-------- Available data --------
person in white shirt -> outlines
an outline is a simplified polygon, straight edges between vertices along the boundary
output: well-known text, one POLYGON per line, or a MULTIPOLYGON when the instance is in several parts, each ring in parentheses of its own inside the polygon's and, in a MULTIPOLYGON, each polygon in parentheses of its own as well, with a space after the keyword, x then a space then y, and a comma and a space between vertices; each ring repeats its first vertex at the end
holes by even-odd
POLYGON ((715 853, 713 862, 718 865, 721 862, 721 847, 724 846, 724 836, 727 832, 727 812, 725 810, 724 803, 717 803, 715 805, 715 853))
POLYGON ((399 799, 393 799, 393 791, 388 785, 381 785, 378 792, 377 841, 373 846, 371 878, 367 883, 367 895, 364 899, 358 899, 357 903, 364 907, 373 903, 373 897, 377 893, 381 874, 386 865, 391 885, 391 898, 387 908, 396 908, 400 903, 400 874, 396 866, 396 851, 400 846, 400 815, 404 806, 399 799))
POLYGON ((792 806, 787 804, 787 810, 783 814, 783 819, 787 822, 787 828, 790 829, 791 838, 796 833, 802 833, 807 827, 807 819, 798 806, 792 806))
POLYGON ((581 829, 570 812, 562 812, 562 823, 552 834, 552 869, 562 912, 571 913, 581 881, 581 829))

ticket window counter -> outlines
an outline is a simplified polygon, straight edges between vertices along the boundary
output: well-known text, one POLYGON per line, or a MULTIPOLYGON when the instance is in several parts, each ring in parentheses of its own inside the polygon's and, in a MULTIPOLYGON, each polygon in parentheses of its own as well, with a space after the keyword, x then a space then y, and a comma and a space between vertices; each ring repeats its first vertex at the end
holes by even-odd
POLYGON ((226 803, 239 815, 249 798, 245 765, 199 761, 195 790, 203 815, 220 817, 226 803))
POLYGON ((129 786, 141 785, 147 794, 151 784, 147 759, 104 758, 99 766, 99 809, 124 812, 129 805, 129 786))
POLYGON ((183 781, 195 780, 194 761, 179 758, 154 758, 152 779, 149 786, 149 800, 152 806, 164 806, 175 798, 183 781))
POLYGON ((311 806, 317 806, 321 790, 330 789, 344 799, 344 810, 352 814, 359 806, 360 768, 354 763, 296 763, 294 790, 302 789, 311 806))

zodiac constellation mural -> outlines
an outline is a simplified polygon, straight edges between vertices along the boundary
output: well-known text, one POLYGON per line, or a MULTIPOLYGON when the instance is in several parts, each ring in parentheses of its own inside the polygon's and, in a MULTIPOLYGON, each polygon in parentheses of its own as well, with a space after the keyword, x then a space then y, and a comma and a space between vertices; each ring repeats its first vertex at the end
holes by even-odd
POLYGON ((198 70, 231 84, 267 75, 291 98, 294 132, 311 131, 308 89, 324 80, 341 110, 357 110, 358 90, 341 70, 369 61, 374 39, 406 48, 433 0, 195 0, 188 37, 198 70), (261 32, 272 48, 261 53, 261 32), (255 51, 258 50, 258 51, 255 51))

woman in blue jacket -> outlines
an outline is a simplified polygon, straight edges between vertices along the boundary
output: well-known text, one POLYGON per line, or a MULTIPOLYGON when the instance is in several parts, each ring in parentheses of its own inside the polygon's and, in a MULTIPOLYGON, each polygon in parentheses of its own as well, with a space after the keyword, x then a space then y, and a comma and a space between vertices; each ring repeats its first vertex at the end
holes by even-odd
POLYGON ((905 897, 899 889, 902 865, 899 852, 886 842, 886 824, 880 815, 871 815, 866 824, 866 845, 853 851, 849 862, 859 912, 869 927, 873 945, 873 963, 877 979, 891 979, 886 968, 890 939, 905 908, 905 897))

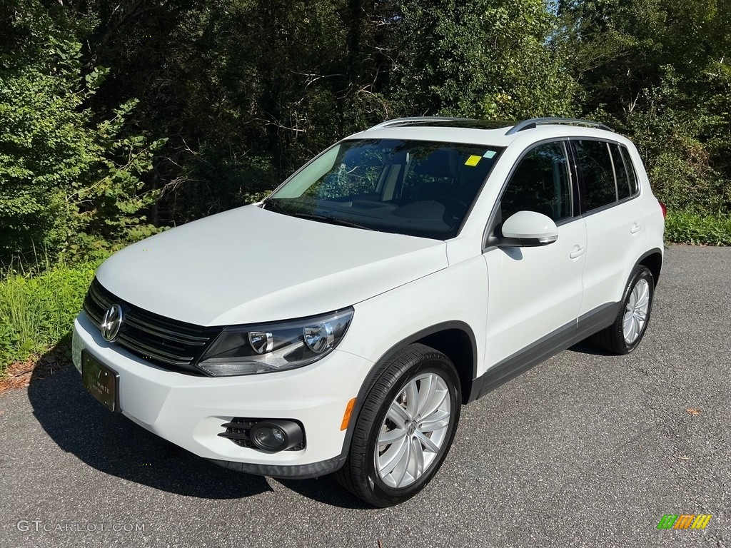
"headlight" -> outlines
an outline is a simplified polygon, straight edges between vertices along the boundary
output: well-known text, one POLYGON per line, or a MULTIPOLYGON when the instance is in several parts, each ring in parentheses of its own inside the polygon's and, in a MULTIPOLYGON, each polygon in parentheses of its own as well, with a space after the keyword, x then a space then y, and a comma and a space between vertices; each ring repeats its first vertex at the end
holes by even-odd
POLYGON ((214 377, 294 369, 327 355, 345 335, 353 309, 314 318, 226 327, 196 365, 214 377))

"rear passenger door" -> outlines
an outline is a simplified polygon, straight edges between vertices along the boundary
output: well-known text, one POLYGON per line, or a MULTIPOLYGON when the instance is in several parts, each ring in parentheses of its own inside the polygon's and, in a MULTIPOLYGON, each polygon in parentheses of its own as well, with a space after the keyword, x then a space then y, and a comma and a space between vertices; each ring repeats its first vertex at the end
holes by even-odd
POLYGON ((612 323, 629 270, 646 248, 637 178, 621 145, 591 139, 571 140, 586 224, 581 330, 612 323))

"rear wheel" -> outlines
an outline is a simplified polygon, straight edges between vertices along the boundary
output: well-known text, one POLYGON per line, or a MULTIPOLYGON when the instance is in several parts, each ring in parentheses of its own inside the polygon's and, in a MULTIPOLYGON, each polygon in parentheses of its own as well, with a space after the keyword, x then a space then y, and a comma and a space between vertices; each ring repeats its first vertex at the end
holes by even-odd
POLYGON ((593 335, 592 342, 616 354, 632 351, 647 330, 654 292, 655 281, 650 269, 642 265, 635 267, 614 323, 593 335))
POLYGON ((450 359, 422 344, 406 346, 368 392, 339 481, 376 506, 411 498, 447 456, 461 406, 459 378, 450 359))

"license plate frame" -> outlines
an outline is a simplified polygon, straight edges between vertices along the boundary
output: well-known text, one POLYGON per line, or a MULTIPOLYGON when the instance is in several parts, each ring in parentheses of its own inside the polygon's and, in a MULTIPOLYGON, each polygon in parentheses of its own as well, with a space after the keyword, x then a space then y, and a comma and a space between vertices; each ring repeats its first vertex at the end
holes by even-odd
POLYGON ((119 373, 81 351, 81 377, 84 388, 110 411, 119 409, 119 373))

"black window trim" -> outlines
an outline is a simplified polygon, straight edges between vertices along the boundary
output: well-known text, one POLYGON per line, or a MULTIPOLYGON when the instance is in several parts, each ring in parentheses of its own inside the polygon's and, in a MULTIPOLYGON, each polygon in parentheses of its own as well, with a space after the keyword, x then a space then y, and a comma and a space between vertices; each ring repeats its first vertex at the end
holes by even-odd
MULTIPOLYGON (((549 137, 548 139, 542 139, 539 141, 534 141, 530 144, 530 145, 520 153, 520 155, 518 157, 518 159, 513 162, 512 166, 510 167, 510 171, 505 178, 505 180, 502 182, 502 186, 500 187, 500 191, 498 192, 498 198, 495 200, 495 203, 493 204, 492 210, 490 212, 490 215, 488 216, 488 222, 485 225, 485 229, 482 232, 482 253, 484 254, 491 248, 496 247, 498 243, 497 237, 495 236, 495 229, 502 224, 504 219, 500 218, 498 221, 498 218, 501 216, 501 203, 502 202, 502 197, 505 192, 505 189, 507 187, 507 183, 512 178, 513 175, 515 173, 515 170, 523 161, 523 159, 525 158, 529 152, 537 147, 541 145, 545 145, 550 142, 561 142, 564 145, 564 152, 566 154, 567 159, 567 168, 569 175, 569 185, 571 186, 571 209, 572 215, 570 217, 567 217, 556 222, 556 227, 561 227, 564 224, 568 224, 569 223, 572 223, 577 221, 582 218, 581 213, 581 204, 579 202, 579 190, 578 190, 578 180, 576 178, 576 170, 574 168, 573 164, 575 163, 575 159, 573 156, 573 147, 567 144, 567 142, 571 140, 572 137, 549 137)), ((488 176, 490 178, 490 176, 488 176)), ((477 200, 475 200, 477 201, 477 200)), ((474 205, 474 203, 473 203, 474 205)), ((471 213, 471 208, 468 213, 468 215, 471 213)), ((465 217, 466 219, 466 216, 465 217)))

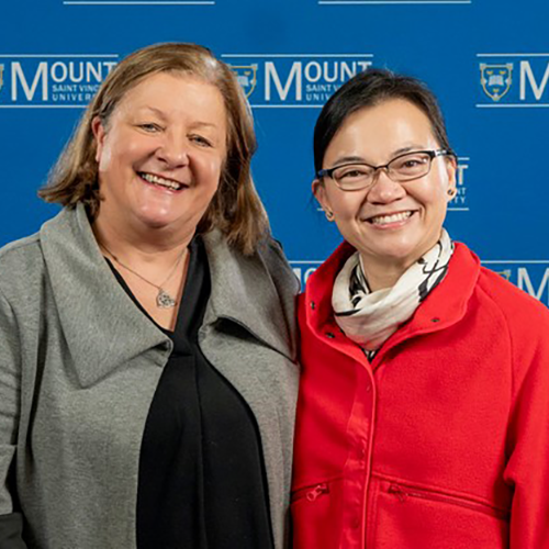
--------
**Problem statement**
Rewrite all of the material above with "even-odd" changed to "nonzero winding" everywhere it appears, keeping everything else the same and omitting the pictures.

**Task result**
person in white shirt -> outlines
an outline is a simplified polygon, straight edges between vertices along the boundary
output: well-known text, one POLYGON per line, or a MULTIPOLYGON when the instance is in several parts, each ring in parentheses of its own inside the polygon's and, in a MULTIPOLYGON, each polygon in parentheses of its own as well, with a space after the keyword, x then a space then y, and a comma and a space between vertices; each ring repeats its first vertex at the end
holes by nonzero winding
POLYGON ((715 853, 713 862, 718 865, 721 862, 721 847, 724 846, 724 836, 727 832, 727 812, 725 810, 724 803, 717 803, 715 805, 715 853))
POLYGON ((399 799, 393 799, 393 791, 388 785, 381 785, 378 792, 377 841, 373 846, 371 878, 367 883, 367 895, 364 899, 358 899, 357 903, 364 907, 373 903, 373 897, 377 893, 381 874, 386 865, 391 885, 391 898, 387 908, 396 908, 400 903, 400 874, 396 866, 396 851, 400 846, 400 815, 404 806, 399 799))
POLYGON ((792 806, 787 804, 787 810, 783 814, 783 819, 787 822, 787 828, 790 829, 791 838, 796 833, 802 833, 807 827, 807 819, 798 806, 792 806))
POLYGON ((581 829, 570 812, 562 812, 562 823, 552 834, 552 869, 562 912, 571 913, 581 881, 581 829))

ticket window counter -> outlines
an outline is a simplified polygon, straight edges between vertices along the boundary
output: well-known text, one POLYGON per line, or a MULTIPOLYGON when the instance is in several parts, each ring in parentheses of its own inside the polygon's and, in a MULTIPOLYGON, each polygon in parentheses of its own as well, with a space after the keyword, x then a space then y, and a comma and a space between vertices; each ring repeats its first vertex at the end
holes by nonzero winding
POLYGON ((226 803, 239 815, 249 798, 245 765, 199 761, 195 790, 203 815, 220 817, 226 803))
POLYGON ((129 786, 141 785, 147 794, 151 784, 147 759, 104 758, 99 766, 99 809, 124 812, 129 805, 129 786))
POLYGON ((183 781, 195 780, 194 761, 179 758, 154 758, 152 779, 149 786, 149 800, 152 806, 164 806, 175 798, 183 781))
POLYGON ((311 806, 317 806, 321 790, 330 789, 344 799, 344 810, 352 814, 359 806, 360 768, 354 763, 296 763, 294 790, 302 789, 311 806))

zodiac constellation mural -> outlines
an outline is a simplified polygon, straight edges between vertices along the boundary
output: well-known text, one POLYGON per line, or a MULTIPOLYGON when the instance is in several parts, each ring in parentheses of its own inside the polygon's and, in a MULTIPOLYGON, each polygon in parentheses of its own as well, with a space after the keyword, x then a space then y, and a comma and a space between vertices; each ring repeats its first vertex at the end
holes by nonzero winding
POLYGON ((198 70, 231 84, 267 75, 291 98, 294 132, 311 131, 308 89, 324 80, 341 110, 357 110, 358 90, 341 70, 369 61, 374 39, 406 48, 433 0, 195 0, 188 37, 198 70), (261 32, 272 48, 261 53, 261 32), (255 51, 258 50, 258 51, 255 51))

woman in blue jacket -> outlines
an outline is a simplified polygon, straight edges between vertices along the boundary
output: well-known text, one POLYGON per line, or a MULTIPOLYGON when the instance is in several parts, each ring in parentheses of its own inside the polygon's and, in a MULTIPOLYGON, each polygon in parentheses of its own as well, with a space after the keyword, x then a space then y, and a comma and a space between vertices; each ring repeats its first vertex at the end
holes by nonzero winding
POLYGON ((905 897, 899 889, 902 865, 899 852, 886 842, 886 824, 880 815, 871 815, 866 824, 866 845, 853 851, 849 862, 859 912, 869 927, 873 945, 873 963, 877 979, 891 979, 886 968, 890 939, 905 908, 905 897))

"headlight" -> outlines
an outline is a simplified polygon, straight edges between vertices along the boundary
output: well-known text, one POLYGON per line, or a MULTIPOLYGON when the instance is in several parts, each ring in parentheses of its own inside the polygon's and, in a MULTIPOLYGON, each polygon in parentheses of its own as well, with a space after the keyword, x then a space then y, and a comma and a space between vertices; each ring repeats its first vertex at the end
holes by nonzero winding
POLYGON ((214 377, 294 369, 327 355, 345 335, 353 309, 314 318, 226 327, 196 365, 214 377))

"rear passenger door" -> outlines
an outline is a simplified polygon, straight edges between vertices along the boundary
output: well-known text, one POLYGON per line, or a MULTIPOLYGON when the instance is in several parts, each ring in parentheses of its own inside the polygon's and, in a MULTIPOLYGON, each polygon in parentheses of its own as well, with a space after the keyword, x then a space then y, and a comma and a space between vertices; each ring repeats its first vertex at the end
holes by nonzero winding
POLYGON ((612 323, 629 270, 646 248, 637 178, 621 145, 591 139, 571 140, 586 224, 581 330, 612 323))

"rear wheel" -> outlines
an outline is a simplified polygon, straight edges between vertices along the boundary
output: well-known text, one POLYGON per line, or a MULTIPOLYGON when the instance is in several parts, each ring in parentheses of its own inside the polygon's and, in a MULTIPOLYGON, each polygon in parentheses of its own as well, with a space after the keyword, x then a space then y, and a comma and a space between vertices; each ring repeats its first vertex at the end
holes by nonzero winding
POLYGON ((593 335, 592 342, 616 354, 632 351, 647 330, 654 292, 655 281, 650 269, 642 265, 635 267, 614 323, 593 335))
POLYGON ((450 359, 422 344, 406 346, 368 392, 339 481, 376 506, 411 498, 447 456, 461 406, 459 378, 450 359))

"license plate frame" -> outlines
an outline is a simplified polygon, straight edges between vertices along the boundary
output: well-known text, one POLYGON per line, or a MULTIPOLYGON when the instance is in several parts, each ring in parentheses of its own inside the polygon's and, in a MULTIPOLYGON, each polygon in parentheses of its own as well, with a space after the keyword, x then a space then y, and a comma and a space between vertices; each ring repeats its first vertex at the end
holes by nonzero winding
POLYGON ((119 373, 81 351, 81 377, 84 388, 110 411, 119 409, 119 373))

"black window trim" -> outlines
an outline is a simplified polygon, straight edges between vertices along the boundary
output: well-known text, one POLYGON per line, or a MULTIPOLYGON when the instance is in several parts, each ring in parentheses of its own inside the polygon's and, in a MULTIPOLYGON, each polygon in parentheses of its own as well, with a space after the keyword, x then a space then y, and a comma and a space between vertices; each ring repeats its first vertex at the end
holes by nonzero winding
MULTIPOLYGON (((549 137, 548 139, 542 139, 539 141, 534 141, 530 144, 530 145, 520 153, 520 155, 518 157, 518 159, 513 162, 512 166, 510 167, 510 171, 505 178, 505 180, 502 182, 502 186, 500 187, 500 191, 498 192, 498 198, 495 200, 495 203, 493 204, 492 210, 490 212, 490 215, 488 216, 488 222, 485 225, 485 229, 482 232, 482 253, 484 254, 491 248, 496 247, 498 243, 497 237, 495 236, 495 229, 502 224, 504 219, 500 218, 498 221, 498 218, 501 216, 501 203, 502 202, 502 197, 505 192, 505 189, 507 187, 507 183, 512 178, 513 175, 515 173, 515 170, 523 161, 523 159, 525 158, 529 152, 537 147, 541 145, 545 145, 550 142, 561 142, 564 145, 564 152, 566 154, 567 159, 567 168, 569 175, 569 185, 571 186, 571 209, 572 215, 570 217, 567 217, 556 222, 556 227, 561 227, 564 224, 568 224, 569 223, 572 223, 577 221, 582 218, 581 213, 581 204, 579 202, 579 190, 578 190, 578 180, 576 178, 576 170, 574 168, 573 164, 575 163, 575 159, 573 156, 573 147, 567 144, 567 142, 571 140, 572 137, 549 137)), ((488 176, 490 178, 490 176, 488 176)), ((477 200, 475 200, 477 201, 477 200)), ((474 205, 474 203, 473 203, 474 205)), ((471 213, 471 208, 468 213, 468 215, 471 213)), ((465 217, 466 219, 466 216, 465 217)))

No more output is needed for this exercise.